Challenge:
Output each entry exactly; skip nothing.

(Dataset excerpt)
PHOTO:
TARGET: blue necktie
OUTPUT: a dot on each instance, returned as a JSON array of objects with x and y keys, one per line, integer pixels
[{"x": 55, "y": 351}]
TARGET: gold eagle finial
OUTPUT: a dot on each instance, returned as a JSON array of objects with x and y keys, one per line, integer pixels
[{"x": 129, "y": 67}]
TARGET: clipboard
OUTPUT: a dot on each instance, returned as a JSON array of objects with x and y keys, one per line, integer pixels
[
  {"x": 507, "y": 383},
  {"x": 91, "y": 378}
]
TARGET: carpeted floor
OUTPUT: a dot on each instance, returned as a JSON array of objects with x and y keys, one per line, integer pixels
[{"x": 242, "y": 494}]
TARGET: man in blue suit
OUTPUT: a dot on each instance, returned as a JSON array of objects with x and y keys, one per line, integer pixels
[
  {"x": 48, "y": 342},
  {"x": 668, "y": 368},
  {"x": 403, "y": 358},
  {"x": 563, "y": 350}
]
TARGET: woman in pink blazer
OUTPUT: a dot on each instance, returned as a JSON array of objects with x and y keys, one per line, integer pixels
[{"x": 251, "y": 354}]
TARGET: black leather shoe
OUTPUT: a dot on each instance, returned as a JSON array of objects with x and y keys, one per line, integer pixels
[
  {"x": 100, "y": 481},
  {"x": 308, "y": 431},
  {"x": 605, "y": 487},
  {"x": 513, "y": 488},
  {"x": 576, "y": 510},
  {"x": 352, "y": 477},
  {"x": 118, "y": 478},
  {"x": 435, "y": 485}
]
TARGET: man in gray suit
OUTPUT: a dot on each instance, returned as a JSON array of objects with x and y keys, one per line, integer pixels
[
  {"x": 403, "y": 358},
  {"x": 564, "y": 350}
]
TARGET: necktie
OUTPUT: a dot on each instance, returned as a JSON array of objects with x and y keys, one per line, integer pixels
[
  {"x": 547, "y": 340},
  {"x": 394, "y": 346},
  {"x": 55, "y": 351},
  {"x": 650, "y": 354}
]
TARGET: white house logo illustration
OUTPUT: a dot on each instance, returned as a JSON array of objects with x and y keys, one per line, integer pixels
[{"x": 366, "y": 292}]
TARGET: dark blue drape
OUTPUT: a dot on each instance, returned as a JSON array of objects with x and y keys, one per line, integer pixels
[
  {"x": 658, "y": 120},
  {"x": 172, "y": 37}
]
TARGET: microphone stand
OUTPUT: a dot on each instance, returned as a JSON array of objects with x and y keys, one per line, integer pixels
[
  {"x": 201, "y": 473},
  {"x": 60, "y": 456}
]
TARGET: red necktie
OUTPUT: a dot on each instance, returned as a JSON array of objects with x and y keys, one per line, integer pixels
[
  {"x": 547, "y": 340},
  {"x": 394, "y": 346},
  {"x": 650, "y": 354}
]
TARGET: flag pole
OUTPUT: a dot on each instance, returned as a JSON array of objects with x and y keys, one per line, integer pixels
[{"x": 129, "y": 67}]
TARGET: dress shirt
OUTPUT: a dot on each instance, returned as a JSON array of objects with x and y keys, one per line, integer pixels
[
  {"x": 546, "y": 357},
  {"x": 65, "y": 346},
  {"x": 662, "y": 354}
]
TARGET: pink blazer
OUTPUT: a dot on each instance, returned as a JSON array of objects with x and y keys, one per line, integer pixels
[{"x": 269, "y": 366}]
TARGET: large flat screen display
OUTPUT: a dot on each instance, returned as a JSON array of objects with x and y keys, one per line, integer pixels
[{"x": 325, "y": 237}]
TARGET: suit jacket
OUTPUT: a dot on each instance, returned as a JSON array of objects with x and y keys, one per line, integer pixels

Correct response:
PHOTO:
TARGET: blue necktie
OUTPUT: a dot on each instance, returned as a JSON array of objects with x and y keys, one per line, integer pixels
[{"x": 55, "y": 351}]
TARGET: gold eagle finial
OUTPUT: a dot on each instance, returned as a JSON array of objects with x and y keys, one per line, integer pixels
[{"x": 129, "y": 67}]
TARGET: clipboard
OUTPUT: a dot on each instance, returned as a JSON array of objects with x and y keys, one per line, integer pixels
[
  {"x": 507, "y": 383},
  {"x": 91, "y": 378}
]
TARGET: carpeted floor
OUTPUT: a dot on each instance, returned as a JSON array of objects with x and y keys, one per line, integer pixels
[{"x": 242, "y": 494}]
TARGET: man in blue suit
OUTPUT: a dot on each instance, returned as a JSON array of objects with x and y keys, one per line, integer pixels
[
  {"x": 48, "y": 342},
  {"x": 668, "y": 368},
  {"x": 403, "y": 358},
  {"x": 563, "y": 350}
]
TARGET: woman in pink blazer
OUTPUT: a dot on each instance, returned as a JSON array of objects with x and y keys, one per line, integer pixels
[{"x": 251, "y": 354}]
TARGET: black leather shoe
OUTPUT: a dot on each instance, returned as a JSON array of objects with x and y keys, one per line, integer pixels
[
  {"x": 100, "y": 481},
  {"x": 308, "y": 431},
  {"x": 605, "y": 487},
  {"x": 513, "y": 488},
  {"x": 576, "y": 510},
  {"x": 352, "y": 477},
  {"x": 118, "y": 478},
  {"x": 435, "y": 485}
]
TARGET: man in gray suit
OUTPUT: a dot on each instance, returned as a JSON array of objects with x and y keys, one per line, integer pixels
[
  {"x": 403, "y": 358},
  {"x": 564, "y": 350}
]
TARGET: necktie
OUTPUT: a dot on each instance, returned as a JSON array of objects with x and y keys, one per line, integer pixels
[
  {"x": 547, "y": 340},
  {"x": 394, "y": 346},
  {"x": 55, "y": 351},
  {"x": 650, "y": 354}
]
TARGET: white house logo illustration
OUTPUT: a dot on each instance, returned as a JSON array of objects with x and y keys, one per line, integer pixels
[{"x": 366, "y": 292}]
TARGET: dark blue drape
OUTPUT: a dot on each instance, returned as a JSON array of objects with x and y keys, one per line, integer pixels
[
  {"x": 658, "y": 120},
  {"x": 172, "y": 37}
]
TARGET: microphone stand
OUTPUT: a dot on each instance, returned as a JSON array of objects with x and y keys, one per line, integer pixels
[
  {"x": 201, "y": 473},
  {"x": 60, "y": 456}
]
TARGET: red necktie
OUTPUT: a dot on each instance, returned as a JSON array of objects with x and y keys, one per line, integer pixels
[
  {"x": 547, "y": 340},
  {"x": 394, "y": 346},
  {"x": 650, "y": 354}
]
TARGET: flag pole
OUTPUT: a dot on each instance, returned as a JSON array of objects with x and y keys, one per line, integer pixels
[{"x": 129, "y": 67}]
TARGET: dress shirt
OUTPUT: a dot on each instance, returned as a JSON array of objects with x and y keys, one per line, integer pixels
[
  {"x": 546, "y": 357},
  {"x": 65, "y": 346},
  {"x": 662, "y": 354}
]
TARGET: pink blazer
OUTPUT: a dot on each instance, returned as a JSON array of objects with x and y keys, one per line, integer pixels
[{"x": 269, "y": 366}]
TARGET: large flat screen display
OUTPUT: a dot on each instance, returned as a JSON array of objects with x and y keys, one per line, integer pixels
[{"x": 325, "y": 237}]
TARGET: suit jacket
OUTPUT: a dot on each instance, returned as a JSON array of objects with x and y keys, one per line, integer pixels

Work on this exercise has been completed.